--- Start TEXT ---

It is insisted by the devisee, Thomas James Jones, that the lands devised to him are not burdened with the payment of said taxes.

It is true that State Inheritance taxes constitute a privilege tax on the receiving of property and are, therefore, not in reality a charge against the decedent's estate. This is also true as to Federal Estate taxes. By Chapter 109 of the Public Acts of 1943, Federal Estate taxes are prorated equitably among the beneficiaries and persons interested in the estate. The above is true in the absence of a will providing to the contrary. The Chancellor held that these taxes were a charge against the real estate under the terms of the will above set out. We adopt the opinion of the Chancellor as the opinion of this Court, which is as follows:

"This cause is tried upon the original bill and exhibits, the answer and the exhibits filed in the record, the only issue being the construction of the will of Mrs. Lillie Jones, who departed this life on the 13th day of November, 1945.

"The complainant is the administrator with the will annexed of said estate, while the defendants are some of the beneficiaries named in the will. Other beneficiaries were not made parties as it was unnecessary, their interest not being involved here.

"In `Item 1' of the will it is provided that the executor pay all of the testatrix's just debts as soon as convenient, and these debts are made a charge against the rents arising from lands therein devised to Dr. Thomas James Jones.

"The testatrix evidently thought that such rents would pay all of her debts, but as a precautionary measure she provided further in said `Item 1' that if there should not be sufficient rents from said lands `when needed' to pay her debts then she directed her executor to pay said debts by renting out all of her lands using the rents thereon for the purpose of paying the debts until they were paid in full. She also provided that if necessary he use the rent notes for the purpose of borrowing money to pay said debts.

"Having stated that she wished all of her debts to be a charge against the lands devised to Dr. Thomas James Jones and then later providing for the rental of all lands, the Court concludes that she intended to charge these debts to Dr. Thomas James Jones, but if they were not sufficient to use the rents from other lands and pay these debts. She wished her debts paid promptly.

"If it is necessary under this item of the will, to use the rents of other lands to complete the payment of her debts, then if that is done under both this and later provisions of the will, I incline to the opinion that she desired the lands devised to Dr. Thomas James Jones to be continued rented out until sufficient rents had accrued to reimburse, or repay, that used from the rental of the other lands.

--- End TEXT ---
--- Start STORED DATA ---

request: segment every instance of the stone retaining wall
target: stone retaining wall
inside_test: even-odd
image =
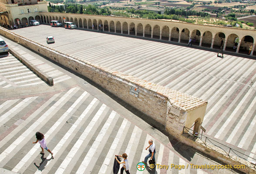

--- End STORED DATA ---

# REQUIRED ACTIONS:
1 - According to the court opinion on the Jones will, on what date did Mrs. Lillie Jones die?
2 - Write the next part of the court opinion on the Jones will, picking up after its last sentence.

# EXPECTED RESPONSES:
1 - She died on the 13th day of November, 1945.

2 -
"In `Item 2' she provides for the sale of all the other lands save that devised to Dr. Thomas James Jones, which sale she directs to be made within two years. Evidently she thought that with the rental due at the time of her death and the rental accruing within two years from all of said lands, a sufficient amount would be realized to pay all debts. She still does not release the rents of Dr. Thomas James Jones from the payment of debts, but evidently intended that they should bear these debts.

"In this item she also directs the converting of her personal property, as well as all other lands save that devised to Dr. Thomas James Jones, into cash (within the two years above mentioned) and uses this statement, `and after payment of all my debts, I direct my executor to pay the following bequests or legacies.' This to me merely emphasized her desire that her debts be paid promptly and does not release the lands devised to Dr. Thomas James Jones from the primary charge.

"In this same item she made certain bequests and these bequests I think she desired paid out of the moneys received from the conversion of her personal property and the lands therein ordered sold and they are not a charge against the interest of Dr. Thomas James Jones.

"`Items 3 and 4' of the will are not here involved, but the Court is requested to construe `Item 5.'

"In this item the testatrix gives and devises to Dr. Thomas James Jones the lands in said item described, they being the same referred to in `Item 1,' but she gives it to him subject to the right and power before given her executor to rent out said lands until her debts have been fully paid, as provided in `Item 1' of the will. Thus far there is no conflict or repugnancy between `Item 1' and `Item 5,' nor between `Item 2' and `Items 1 and 5.'

"In the last part of `Item 5' the testatrix reaffirms her desire that the debts owed by her at the time of her death, the cost of administration and charges against the estate `shall be a charge against the said lands disposed of by this item of my will,' that is the same lands referred to in `Item 1' and devised to Dr. Thomas James Jones. She states that she does not desire this tract of land sold to pay the debts and again directs her executor to rent out said lands, not for a period of two years, but for `a sufficient length of time to pay all my debts and the taxes on said lands and the upkeep of the same and the costs of the administration of my estate.' She limits the obligations charged against this tract to those items and I think she meant here to include the inheritance taxes.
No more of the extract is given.